---------- DOCUMENT SEGMENT

[Intel-gfx] [PATCH 5/5] drm/amdgpu: implement amdgpu_gem_prime_move_notify v2

Christian König christian.koenig at amd.com
Thu Feb 27 09:20:19 UTC 2020


Am 26.02.20 um 17:32 schrieb Daniel Vetter:
> On Tue, Feb 25, 2020 at 6:16 PM Daniel Vetter <daniel at ffwll.ch> wrote:
>> On Mon, Feb 24, 2020 at 07:46:59PM +0100, Christian König wrote:
>>> Am 23.02.20 um 17:54 schrieb Thomas Hellström (VMware):
>>>> On 2/23/20 4:45 PM, Christian König wrote:
>>>>> Am 21.02.20 um 18:12 schrieb Daniel Vetter:
>>>>>> [SNIP]
>>>>>> Yeah the Great Plan (tm) is to fully rely on ww_mutex slowly
>>>>>> degenerating
>>>>>> into essentially a global lock. But only when there's actual contention
>>>>>> and thrashing.
>>>>> Yes exactly. A really big problem in TTM is currently that we drop
>>>>> the lock after evicting BOs because they tend to move in again
>>>>> directly after that.
>>>>>
>>>>>  From practice I can also confirm that there is exactly zero benefit
>>>>> from dropping locks early and reacquire them for example for the VM
>>>>> page tables. That's just makes it more likely that somebody needs to
>>>>> roll back and this is what we need to avoid in the first place.
>>>> If you have a benchmarking setup available it would be very interesting
>>>> for future reference to see how changing from WD to WW mutexes affects
>>>> the roll back frequency. WW is known to cause rollbacks much less
>>>> frequently but there is more work associated with each rollback.

--------------------
---------- PROVIDED RECORDS

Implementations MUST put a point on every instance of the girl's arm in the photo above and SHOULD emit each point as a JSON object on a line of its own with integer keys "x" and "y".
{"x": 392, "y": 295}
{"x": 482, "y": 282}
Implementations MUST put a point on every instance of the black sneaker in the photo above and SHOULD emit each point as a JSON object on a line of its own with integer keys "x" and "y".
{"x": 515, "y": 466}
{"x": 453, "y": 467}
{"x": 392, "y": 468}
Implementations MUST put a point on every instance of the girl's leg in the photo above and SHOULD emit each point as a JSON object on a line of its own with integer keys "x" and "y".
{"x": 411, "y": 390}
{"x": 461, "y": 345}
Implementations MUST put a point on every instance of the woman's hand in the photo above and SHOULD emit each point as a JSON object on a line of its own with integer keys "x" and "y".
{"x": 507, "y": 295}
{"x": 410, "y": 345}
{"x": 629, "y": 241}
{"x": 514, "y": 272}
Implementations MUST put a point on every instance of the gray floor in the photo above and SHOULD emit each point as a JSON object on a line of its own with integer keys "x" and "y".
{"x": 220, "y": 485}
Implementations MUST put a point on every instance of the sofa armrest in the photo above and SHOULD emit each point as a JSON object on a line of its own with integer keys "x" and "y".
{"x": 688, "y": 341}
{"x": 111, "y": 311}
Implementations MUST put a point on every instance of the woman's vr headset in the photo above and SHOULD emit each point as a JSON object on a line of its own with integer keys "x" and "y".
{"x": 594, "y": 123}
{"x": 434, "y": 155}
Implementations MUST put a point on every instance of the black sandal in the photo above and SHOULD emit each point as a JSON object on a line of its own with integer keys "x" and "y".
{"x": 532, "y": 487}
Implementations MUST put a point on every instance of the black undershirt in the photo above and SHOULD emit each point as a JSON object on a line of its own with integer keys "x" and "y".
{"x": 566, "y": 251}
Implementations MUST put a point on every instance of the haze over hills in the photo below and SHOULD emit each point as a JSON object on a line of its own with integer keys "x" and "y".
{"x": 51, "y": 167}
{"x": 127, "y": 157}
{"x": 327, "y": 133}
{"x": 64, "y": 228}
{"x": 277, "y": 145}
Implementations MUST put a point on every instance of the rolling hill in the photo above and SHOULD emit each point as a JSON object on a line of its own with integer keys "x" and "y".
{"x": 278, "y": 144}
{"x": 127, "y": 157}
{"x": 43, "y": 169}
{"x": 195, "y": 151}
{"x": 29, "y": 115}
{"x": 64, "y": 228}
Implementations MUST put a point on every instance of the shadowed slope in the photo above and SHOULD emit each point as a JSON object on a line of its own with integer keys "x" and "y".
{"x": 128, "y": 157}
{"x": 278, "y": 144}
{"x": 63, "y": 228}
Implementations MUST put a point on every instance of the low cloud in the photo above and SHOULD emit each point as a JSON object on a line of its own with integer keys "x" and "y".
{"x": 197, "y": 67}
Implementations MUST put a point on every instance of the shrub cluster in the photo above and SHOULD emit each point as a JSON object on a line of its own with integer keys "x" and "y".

--------------------

#### EXERCISE INSTRUCTIONS
**A)** In the mailing-list message, what does Christian König call a really big problem in TTM at present?
**B)** Rewrite the paragraph of the mailing-list message that begins "From practice I can also confirm" in a shorter form, keeping its main facts.
**C)** Copy the part of the mailing-list message starting at "Am 26.02.20 um" and ending at "directly after that.".

#### OUTPUTS FOR THE TASKS
**A)** The lock is dropped after evicting BOs, even though they tend to move back in right after that.

**B)** Practical experience shows no benefit at all from dropping locks early and reacquiring them, for example for the VM page tables. Doing so only makes it more likely that someone must roll back, which is what needs to be avoided in the first place.

**C)**
Am 26.02.20 um 17:32 schrieb Daniel Vetter:
> On Tue, Feb 25, 2020 at 6:16 PM Daniel Vetter <daniel at ffwll.ch> wrote:
>> On Mon, Feb 24, 2020 at 07:46:59PM +0100, Christian König wrote:
>>> Am 23.02.20 um 17:54 schrieb Thomas Hellström (VMware):
>>>> On 2/23/20 4:45 PM, Christian König wrote:
>>>>> Am 21.02.20 um 18:12 schrieb Daniel Vetter:
>>>>>> [SNIP]
>>>>>> Yeah the Great Plan (tm) is to fully rely on ww_mutex slowly
>>>>>> degenerating
>>>>>> into essentially a global lock. But only when there's actual contention
>>>>>> and thrashing.
>>>>> Yes exactly. A really big problem in TTM is currently that we drop
>>>>> the lock after evicting BOs because they tend to move in again
>>>>> directly after that.